• GIVEN EXERCISE 1:
What is the Spanish translation of this sentence from the laptop review: "It would help if all of our laptops used the same hard drive (or SSD), because PCMark in particular is highly influenced by that component."
• GIVEN EXERCISE 2:
Could you pick up the laptop review after its final sentence and keep writing it?

─── EXCERPT PROVIDED

Screen quality is still a sticking point, sadly, and the Altec Lansing speakers don’t sound any better than other midrange laptops I’ve used. There’s still glossy black plastic on the screen bezel (ugh!) and around the keyboard, which are certainly items that we’d like to see changed. I also wish the over/underclocking could happen without a sleep/resume cycle every time the bus speed changes, but it’s probably difficult to keep the RAM timings and everything else happy without it. (For reference, the RAM runs at DDR3-1224 CL9 when overclocked, versus DDR3-1066 CL7 at stock and DDR3-800 CL7 underclocked.)
Ultimately, though, I keep coming back to the price, features, and overall build quality. Not only is the U41JF about the cheapest price you can find for a 14”-screen (or smaller) laptop with GT 425M, but it also comes with the largest battery of the bunch, and ASUS’ Power4Gear utility is one of the best options for tweaking power profiles to eke out every last minute of mobility. As far as CPU performance goes, unless you’re moving up to quad-core Sandy Bridge, the 15% overclock goes a long way towards keeping Arrandale relevant. So let’s hit the benchmarks before we wrap things up.
General Performance – Overclocked Arrandale vs. Sandy Bridge
We’re dealing with a lot of similarly specced laptops in the benchmarks, with a lot of Arrandale + GT 420M/425M choices. For this review, we’ll focus on the two Sandy Bridge laptops we’ve tested, one with quad-core i7-2820QM and the other with a dual-core i5-2415M. The dual-core is a new MacBook Pro, and I can confirm that at least the dual-core i5-2520M laptop I’m testing right now is faster in nearly every benchmark, sometimes by a significant margin, so take the MBP13 numbers with a grain of salt. Then again, i5-2520M has more aggressive Turbo modes and a higher base clock than the 2415M.
It would help if all of our laptops used the same hard drive (or SSD), because PCMark in particular is highly influenced by that component. As such, the i7-2820QM results in those two tests are largely meaningless since it’s the only system in these charts with an SSD. The remaining tests are much more of a CPU benchmark, though, and here we see the overclocked i3-380M keeping pace with slightly faster Core i5 processors. The MBP13 looks particularly poor in the x264 test, so I’m not entirely sure what’s going on there. Quad-core SNB naturally plays in a different league, often doubling the performance of dual-core Arrandale.

──────
─── INFORMATION SUPPLIED

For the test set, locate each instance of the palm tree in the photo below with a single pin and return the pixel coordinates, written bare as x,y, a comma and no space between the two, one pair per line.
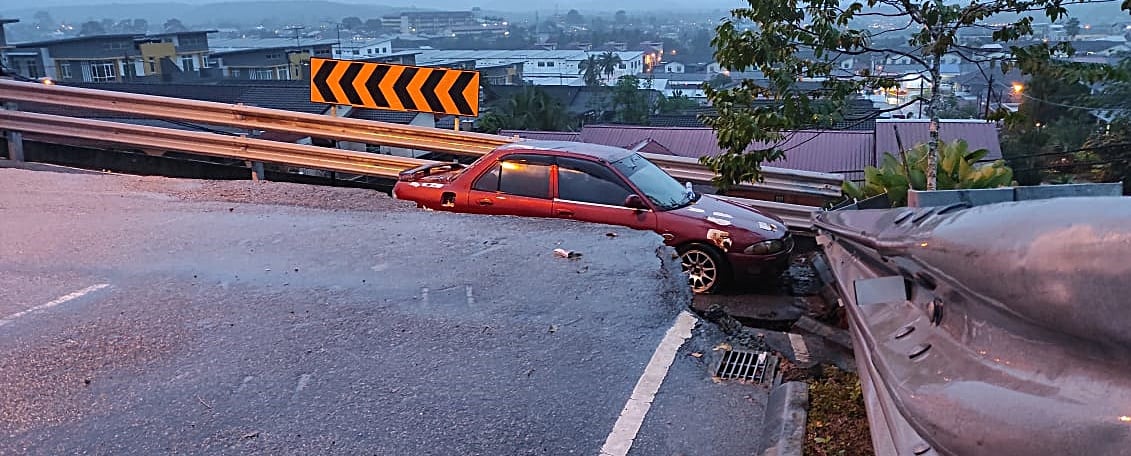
532,109
609,61
592,70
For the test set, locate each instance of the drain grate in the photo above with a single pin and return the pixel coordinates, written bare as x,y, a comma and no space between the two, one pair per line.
747,366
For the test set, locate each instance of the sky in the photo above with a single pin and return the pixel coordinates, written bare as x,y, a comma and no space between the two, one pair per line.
464,5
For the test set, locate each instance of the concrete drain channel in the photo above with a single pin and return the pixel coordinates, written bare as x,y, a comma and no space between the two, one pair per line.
742,364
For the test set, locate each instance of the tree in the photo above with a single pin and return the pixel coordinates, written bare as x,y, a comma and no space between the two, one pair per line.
630,104
721,80
675,103
794,40
609,61
91,27
352,23
590,69
174,25
373,25
532,109
1072,28
956,170
43,20
573,17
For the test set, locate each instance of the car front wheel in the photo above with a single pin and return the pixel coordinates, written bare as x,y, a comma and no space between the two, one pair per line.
704,266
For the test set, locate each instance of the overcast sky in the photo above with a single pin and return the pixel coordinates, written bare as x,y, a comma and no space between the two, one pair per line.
465,5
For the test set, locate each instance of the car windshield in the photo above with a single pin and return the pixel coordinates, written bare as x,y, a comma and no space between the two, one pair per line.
664,191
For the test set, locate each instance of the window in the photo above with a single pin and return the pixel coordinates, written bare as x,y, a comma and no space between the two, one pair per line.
102,71
586,181
526,175
32,69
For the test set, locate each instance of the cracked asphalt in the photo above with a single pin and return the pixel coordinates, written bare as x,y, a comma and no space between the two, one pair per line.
276,318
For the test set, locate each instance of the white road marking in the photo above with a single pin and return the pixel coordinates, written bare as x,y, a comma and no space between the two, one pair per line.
800,350
628,424
58,301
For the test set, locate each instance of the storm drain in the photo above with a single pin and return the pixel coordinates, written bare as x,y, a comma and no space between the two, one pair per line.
747,366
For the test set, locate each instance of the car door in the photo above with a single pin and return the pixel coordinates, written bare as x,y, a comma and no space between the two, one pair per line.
589,191
517,185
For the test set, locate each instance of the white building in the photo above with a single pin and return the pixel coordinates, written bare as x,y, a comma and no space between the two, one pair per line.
363,48
540,67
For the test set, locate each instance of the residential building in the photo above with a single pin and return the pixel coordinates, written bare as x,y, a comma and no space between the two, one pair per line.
429,23
540,67
114,58
3,42
267,59
674,67
843,152
362,48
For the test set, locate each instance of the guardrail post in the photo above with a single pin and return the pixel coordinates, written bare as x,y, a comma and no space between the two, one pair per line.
15,138
257,171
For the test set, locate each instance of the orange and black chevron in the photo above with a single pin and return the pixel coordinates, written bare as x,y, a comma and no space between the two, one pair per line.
396,87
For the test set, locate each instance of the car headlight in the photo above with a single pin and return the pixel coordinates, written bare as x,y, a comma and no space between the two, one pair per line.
770,247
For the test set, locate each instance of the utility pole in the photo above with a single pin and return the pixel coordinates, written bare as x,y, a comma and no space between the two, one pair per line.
989,95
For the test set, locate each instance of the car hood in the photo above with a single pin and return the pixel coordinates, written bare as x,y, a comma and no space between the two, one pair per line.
725,214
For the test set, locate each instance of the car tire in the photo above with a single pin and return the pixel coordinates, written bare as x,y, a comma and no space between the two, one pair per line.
706,269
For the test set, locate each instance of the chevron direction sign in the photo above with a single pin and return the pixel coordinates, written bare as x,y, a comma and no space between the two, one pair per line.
395,87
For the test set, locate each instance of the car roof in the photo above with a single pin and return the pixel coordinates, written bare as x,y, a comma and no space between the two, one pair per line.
595,151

──────

• REPLY 1:
Sería útil que todos nuestros portátiles usaran el mismo disco duro (o SSD), porque PCMark en particular está muy influenciado por ese componente.

• REPLY 2:
In practice, though, any of the Arrandale laptops is plenty fast for typical use. The one area where dual-core Sandy Bridge really eclipses Arrandale is when you can use Quick Sync to accelerate video transcoding; everything else, it might be 10-30% faster in theory, but in practice that only becomes apparent when you’re running CPU intensive tasks. We’ll be looking at this more in a future review, but for now let’s just say that with a good SSD all of the systems (with the possible exception of the HP dm1z) will handle any task a home user might reasonably run.
Moving to the 3DMark results, the Vantage Entry-level score is the best showing for SNB, and even there the GT 425M in the U41JF comes out 12% faster than the quad-core and 37% faster than the dual-core. 3D06 and 3D03 come next, with a lead of 44-47% and 70% over the quad- and dual-core SNB. 3D05 gives the GT 425M its biggest wins, with margins of victory of 53% and 96%. Of course, these are all synthetic graphics tests, and while some games might correlate well with 3DMarks, there’s no substitute for benchmarking actual games….
Why Discrete GPUs Matter: Gaming Performance
We’re skipping out on running any of the High detail testing this time around; with a 1366x768 resolution LCD, we’ll stick to our Low and Medium quality tests. Besides, we’ve checked 900p High performance on the GT 425M several times, and it’s no better this time around. Only two of our eight test titles (DiRT 2 and Mass Effect 2) break 30FPS at our demanding High settings, and then only by a few FPS. Medium is where the GT 425M works best, or even Low quality in a few titles (i.e. Crysis 2, Metro 2033, and Mafia II).
Does anyone else ever get the impression that perhaps Intel is spending a lot more time optimizing for 3DMarks than for actual games? Where we saw the gap between GT 425M and quad-core HD 3000 get as small as 12% in Vantage Entry, or as much as 53% in 3D05, for actual games—even at low/minimum detail—the margin of victory starts at 40% (Metro 2033) and is as much as 97% (Mafia II). On average, the 425M leads at low detail by 62% in our eight titles. We only have results for six games with the MBP13, but the average margin is even greater at 101%. And that’s not even factoring in better compatibility and more consistent performance across a wider selection of titles! What happens when we move to Medium quality?
The GT 425M lead in individual games ranges from 42-143% over the i7-2820QM, with an average lead of 72%, so slightly higher than at our Low details. Compared to the MBP13’s i5-2415M, the lead average is 100%, with individual leads of 71-137%, but we're missing Mafia II and Metro 2033 scores. The two SNB laptops may not have used the same driver version, and we don’t have results for all the games on the MBP13. I can also confirm that an i5-2520M notebook outperforms the MBP13 results by around 5-10% on average. Either way, it’s obvious that even a moderate discrete GPU like the GT 425M still offers a lot more performance than any current IGP. It will be interesting to see how that changes once Llano hits in the next couple of months.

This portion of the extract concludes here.